Data extracted from a collection
* * * * * * * * *

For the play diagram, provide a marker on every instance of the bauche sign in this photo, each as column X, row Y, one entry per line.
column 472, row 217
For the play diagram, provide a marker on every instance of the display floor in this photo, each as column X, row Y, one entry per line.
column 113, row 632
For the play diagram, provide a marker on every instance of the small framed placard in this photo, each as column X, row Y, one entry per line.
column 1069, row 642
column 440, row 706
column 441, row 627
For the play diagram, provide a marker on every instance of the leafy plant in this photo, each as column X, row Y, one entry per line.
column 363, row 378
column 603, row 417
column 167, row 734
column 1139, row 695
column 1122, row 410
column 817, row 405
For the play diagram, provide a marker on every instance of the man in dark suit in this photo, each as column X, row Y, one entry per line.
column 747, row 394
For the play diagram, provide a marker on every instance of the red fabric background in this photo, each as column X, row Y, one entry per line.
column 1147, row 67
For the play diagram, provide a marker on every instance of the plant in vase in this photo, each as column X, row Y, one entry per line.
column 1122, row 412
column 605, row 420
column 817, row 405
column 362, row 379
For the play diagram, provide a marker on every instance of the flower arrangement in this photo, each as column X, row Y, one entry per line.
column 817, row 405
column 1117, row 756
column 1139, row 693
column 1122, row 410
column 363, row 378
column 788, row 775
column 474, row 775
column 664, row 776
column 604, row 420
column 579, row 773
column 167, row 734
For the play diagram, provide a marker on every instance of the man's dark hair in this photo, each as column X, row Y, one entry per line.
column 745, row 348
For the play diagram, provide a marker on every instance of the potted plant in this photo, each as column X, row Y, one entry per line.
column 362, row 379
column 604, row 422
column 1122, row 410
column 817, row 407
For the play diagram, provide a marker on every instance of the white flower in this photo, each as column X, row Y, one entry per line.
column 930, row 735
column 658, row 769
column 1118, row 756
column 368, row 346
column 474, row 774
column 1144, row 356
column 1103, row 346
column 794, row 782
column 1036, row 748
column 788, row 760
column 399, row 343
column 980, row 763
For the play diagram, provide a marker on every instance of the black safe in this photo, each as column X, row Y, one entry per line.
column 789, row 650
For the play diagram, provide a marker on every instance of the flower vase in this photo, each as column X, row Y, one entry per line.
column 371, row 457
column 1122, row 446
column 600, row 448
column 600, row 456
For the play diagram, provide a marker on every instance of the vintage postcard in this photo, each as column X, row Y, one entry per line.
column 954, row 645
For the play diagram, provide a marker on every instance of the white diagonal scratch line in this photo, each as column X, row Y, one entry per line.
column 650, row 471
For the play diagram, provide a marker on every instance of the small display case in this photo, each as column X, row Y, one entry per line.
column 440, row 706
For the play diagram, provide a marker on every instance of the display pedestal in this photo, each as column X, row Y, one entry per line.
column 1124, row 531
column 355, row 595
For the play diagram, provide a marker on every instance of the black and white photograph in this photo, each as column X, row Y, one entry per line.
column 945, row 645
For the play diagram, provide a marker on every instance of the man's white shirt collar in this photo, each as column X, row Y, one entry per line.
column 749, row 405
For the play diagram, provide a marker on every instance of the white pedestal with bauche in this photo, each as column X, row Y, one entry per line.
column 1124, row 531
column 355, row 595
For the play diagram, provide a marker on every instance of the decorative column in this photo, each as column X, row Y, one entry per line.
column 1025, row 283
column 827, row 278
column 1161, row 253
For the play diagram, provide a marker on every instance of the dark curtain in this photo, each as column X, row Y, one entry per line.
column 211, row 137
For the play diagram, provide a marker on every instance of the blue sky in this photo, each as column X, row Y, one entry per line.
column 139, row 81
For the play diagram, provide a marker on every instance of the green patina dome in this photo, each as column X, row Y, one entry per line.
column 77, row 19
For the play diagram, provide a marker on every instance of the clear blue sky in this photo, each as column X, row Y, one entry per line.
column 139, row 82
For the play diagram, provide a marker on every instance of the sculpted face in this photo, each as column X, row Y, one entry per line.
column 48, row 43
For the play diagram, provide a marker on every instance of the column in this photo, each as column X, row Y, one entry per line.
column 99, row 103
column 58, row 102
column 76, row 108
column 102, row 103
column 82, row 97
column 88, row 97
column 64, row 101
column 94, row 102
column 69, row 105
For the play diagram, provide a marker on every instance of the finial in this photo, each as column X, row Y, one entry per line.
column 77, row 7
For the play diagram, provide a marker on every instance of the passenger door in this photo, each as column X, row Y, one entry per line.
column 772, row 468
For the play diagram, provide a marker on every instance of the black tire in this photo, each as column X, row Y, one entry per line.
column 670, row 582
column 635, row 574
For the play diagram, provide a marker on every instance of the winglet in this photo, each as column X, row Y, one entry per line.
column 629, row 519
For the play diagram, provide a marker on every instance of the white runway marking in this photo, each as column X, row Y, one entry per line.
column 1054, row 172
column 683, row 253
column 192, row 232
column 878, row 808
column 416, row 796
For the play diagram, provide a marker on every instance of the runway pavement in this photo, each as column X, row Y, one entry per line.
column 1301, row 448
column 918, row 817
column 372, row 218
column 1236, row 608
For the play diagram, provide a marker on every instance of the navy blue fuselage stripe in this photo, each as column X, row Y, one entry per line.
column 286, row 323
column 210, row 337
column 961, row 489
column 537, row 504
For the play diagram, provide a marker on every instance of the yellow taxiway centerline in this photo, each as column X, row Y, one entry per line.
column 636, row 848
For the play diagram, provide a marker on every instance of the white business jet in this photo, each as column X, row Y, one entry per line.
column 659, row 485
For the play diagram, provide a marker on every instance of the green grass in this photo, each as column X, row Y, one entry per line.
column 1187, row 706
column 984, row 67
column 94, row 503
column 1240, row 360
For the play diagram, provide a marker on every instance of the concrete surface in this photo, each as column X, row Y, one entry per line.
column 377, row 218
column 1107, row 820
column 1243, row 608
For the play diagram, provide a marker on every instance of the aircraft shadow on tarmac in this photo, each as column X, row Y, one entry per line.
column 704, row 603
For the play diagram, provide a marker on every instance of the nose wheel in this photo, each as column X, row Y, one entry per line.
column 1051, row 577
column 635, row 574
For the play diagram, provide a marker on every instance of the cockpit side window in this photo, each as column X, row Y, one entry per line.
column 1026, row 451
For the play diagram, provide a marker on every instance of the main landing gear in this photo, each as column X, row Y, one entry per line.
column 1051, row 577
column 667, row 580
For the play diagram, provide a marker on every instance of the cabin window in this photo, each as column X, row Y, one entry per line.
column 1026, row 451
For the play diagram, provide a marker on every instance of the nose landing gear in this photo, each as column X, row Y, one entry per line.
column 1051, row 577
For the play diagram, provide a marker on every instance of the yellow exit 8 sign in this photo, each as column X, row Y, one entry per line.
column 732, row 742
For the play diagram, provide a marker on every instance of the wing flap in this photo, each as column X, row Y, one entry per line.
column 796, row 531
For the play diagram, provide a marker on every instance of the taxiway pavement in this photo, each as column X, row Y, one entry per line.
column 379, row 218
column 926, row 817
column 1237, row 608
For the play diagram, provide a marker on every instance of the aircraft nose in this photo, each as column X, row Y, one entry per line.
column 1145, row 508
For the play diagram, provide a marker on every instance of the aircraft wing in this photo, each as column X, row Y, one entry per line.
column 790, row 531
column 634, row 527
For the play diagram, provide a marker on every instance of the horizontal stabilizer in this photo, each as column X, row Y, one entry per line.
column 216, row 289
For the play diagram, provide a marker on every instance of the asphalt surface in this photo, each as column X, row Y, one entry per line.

* * * * * * * * *

ASSIGNED TASK ->
All of the entries above are to be written out again exactly.

RESPONSE BELOW ->
For the play diagram, provide a marker on every instance of the bauche sign in this photo, each as column X, row Y, one entry per line.
column 472, row 217
For the play diagram, provide a marker on every instance of the display floor in this photo, each as column X, row Y, one entry per line.
column 113, row 632
For the play diagram, provide a marker on every instance of the small framed placard in this photo, each as column X, row Y, one entry per line.
column 1069, row 642
column 440, row 706
column 441, row 627
For the play diagram, provide a marker on every instance of the leafy plant in this photo, each as column X, row Y, one entry per line.
column 363, row 378
column 603, row 417
column 167, row 734
column 1139, row 695
column 1122, row 410
column 817, row 405
For the play diagram, provide a marker on every instance of the man in dark suit in this photo, each as column X, row Y, one entry per line.
column 747, row 394
For the play diagram, provide a marker on every instance of the red fabric background in this photo, each as column X, row Y, one entry per line.
column 1147, row 67
For the play diagram, provide a marker on every instance of the plant in vase in this photo, each as column X, row Y, one entry per line.
column 1122, row 412
column 605, row 420
column 817, row 405
column 362, row 379
For the play diagram, provide a marker on every instance of the flower arrangement in this photo, each as column X, row Y, one entry per line.
column 817, row 405
column 1117, row 756
column 1139, row 693
column 1122, row 410
column 363, row 378
column 788, row 775
column 474, row 775
column 664, row 776
column 604, row 420
column 579, row 773
column 167, row 734
For the play diagram, provide a marker on every instance of the man's dark hair in this photo, each as column X, row Y, one entry per line.
column 745, row 348
For the play diagram, provide a marker on every instance of the potted plant in this photo, each as column X, row Y, one entry per line.
column 362, row 379
column 604, row 422
column 1122, row 410
column 817, row 407
For the play diagram, provide a marker on every instance of the white flower in this photo, each as column X, row Y, one entry per line.
column 930, row 735
column 658, row 769
column 1118, row 756
column 368, row 346
column 474, row 774
column 1144, row 356
column 1103, row 346
column 794, row 782
column 1036, row 748
column 788, row 760
column 399, row 343
column 980, row 763
For the play diagram, provide a marker on every instance of the black safe in this photo, each as column X, row Y, one entry per line.
column 789, row 650
For the play diagram, provide a marker on every instance of the flower vase in this photo, each as column X, row Y, one entry per line.
column 371, row 457
column 1122, row 446
column 600, row 448
column 600, row 456
For the play diagram, provide a marker on every instance of the vintage postcard in this photo, each as column X, row Y, one entry per line.
column 954, row 645
For the play diagram, provide a marker on every instance of the white diagonal scratch line in this photo, each as column X, row Y, one entry per line.
column 650, row 471
For the play diagram, provide a marker on every instance of the small display case in this photo, each as column X, row Y, one entry per line.
column 440, row 706
For the play diagram, provide a marker on every instance of the display pedestal in this photo, each as column X, row Y, one entry per line.
column 1124, row 531
column 355, row 595
For the play diagram, provide a marker on every instance of the black and white photograph in this photo, each as column X, row Y, one entry per line.
column 945, row 645
For the play diagram, provide a marker on every instance of the man's white shirt collar in this photo, each as column X, row Y, one entry per line.
column 749, row 405
For the play diagram, provide a marker on every instance of the white pedestal with bauche in this photo, each as column X, row Y, one entry per line.
column 1124, row 531
column 355, row 595
For the play diagram, provide a marker on every instance of the decorative column in this photo, each as column X, row Y, one entry per line.
column 1025, row 283
column 827, row 278
column 1161, row 253
For the play diagram, provide a marker on every instance of the dark curtain in this photo, each as column X, row Y, one entry per line.
column 211, row 137
For the play diagram, provide a marker on every instance of the blue sky in this photo, each as column X, row Y, one entry per line.
column 139, row 81
For the play diagram, provide a marker on every instance of the green patina dome in this photo, each as column X, row Y, one entry per line.
column 77, row 19
For the play diagram, provide a marker on every instance of the clear blue sky in this photo, each as column X, row Y, one entry per line.
column 139, row 82
For the play diagram, provide a marker on every instance of the sculpted face in this photo, each as column X, row Y, one entry per line.
column 48, row 43
For the play diagram, provide a marker on every instance of the column in this photo, each as column X, row Y, one entry per line.
column 99, row 103
column 58, row 102
column 76, row 108
column 102, row 103
column 82, row 97
column 88, row 97
column 64, row 101
column 94, row 102
column 69, row 105
For the play diagram, provide a marker on every instance of the finial in this photo, each as column X, row Y, one entry per line.
column 77, row 7
For the play diagram, provide a marker on every instance of the passenger door in this photo, each as column X, row Y, one entry per line.
column 772, row 468
For the play diagram, provide a marker on every instance of the black tire in this photo, each as column X, row Y, one entry per line.
column 670, row 582
column 635, row 574
For the play diagram, provide a marker on every instance of the winglet in this photo, each as column X, row Y, one entry per line.
column 629, row 519
For the play diagram, provide a marker on every instance of the white runway marking in this photo, each as column X, row Y, one entry per line.
column 1054, row 172
column 683, row 253
column 192, row 232
column 878, row 808
column 416, row 796
For the play diagram, provide a marker on every instance of the runway pavement in this photo, each as column X, row Y, one entry per line.
column 1301, row 448
column 918, row 817
column 372, row 218
column 1236, row 608
For the play diagram, provide a marker on every instance of the navy blue fuselage stripe in this photo, each as column X, row Y, one entry per line.
column 286, row 323
column 210, row 337
column 961, row 489
column 537, row 504
For the play diagram, provide a marker on every instance of the yellow taxiway centerline in this photo, each as column X, row Y, one entry per line.
column 636, row 848
For the play diagram, provide a marker on every instance of the white business jet in this photo, each as column X, row Y, one entry per line.
column 659, row 485
For the play diagram, provide a marker on every instance of the green grass in this photo, each as column X, row Y, one entry per line.
column 1187, row 706
column 984, row 67
column 94, row 503
column 1240, row 360
For the play diagram, provide a marker on every instance of the concrete surface in this photo, each as column X, row Y, one entry per line.
column 377, row 218
column 1107, row 820
column 1243, row 608
For the play diagram, provide a marker on every instance of the aircraft shadow on tarmac in this photo, each as column X, row Y, one entry per line.
column 704, row 603
For the play diagram, provide a marker on every instance of the nose wheel in this photo, each as column X, row Y, one entry per line.
column 1051, row 577
column 635, row 574
For the play diagram, provide a marker on every instance of the cockpit side window in this photo, each as column X, row Y, one entry per line.
column 1026, row 451
For the play diagram, provide a marker on every instance of the main landing gear in this photo, each as column X, row Y, one entry per line.
column 1051, row 577
column 667, row 580
For the play diagram, provide a marker on every instance of the cabin window in this photo, each as column X, row Y, one entry per line.
column 1026, row 451
For the play diagram, provide a marker on every instance of the nose landing gear in this photo, each as column X, row Y, one entry per line.
column 1051, row 577
For the play diagram, provide a marker on every instance of the yellow exit 8 sign in this photo, each as column X, row Y, one entry per line.
column 732, row 742
For the play diagram, provide a marker on every instance of the wing flap in this photo, each as column X, row Y, one entry per line.
column 796, row 531
For the play diagram, provide a marker on every instance of the taxiway pavement in this photo, each as column X, row Y, one entry per line.
column 379, row 218
column 926, row 817
column 1237, row 608
For the play diagram, provide a marker on every instance of the aircraft nose in this photo, each as column X, row Y, one entry per line.
column 1145, row 508
For the play diagram, provide a marker on every instance of the aircraft wing in this photo, each as column X, row Y, one entry per line.
column 790, row 531
column 634, row 527
For the play diagram, provide a marker on every instance of the horizontal stabilizer in this photo, each as column X, row Y, one entry per line.
column 216, row 289
For the play diagram, provide a marker on every instance of the asphalt surface in this photo, each as column X, row Y, one entry per line.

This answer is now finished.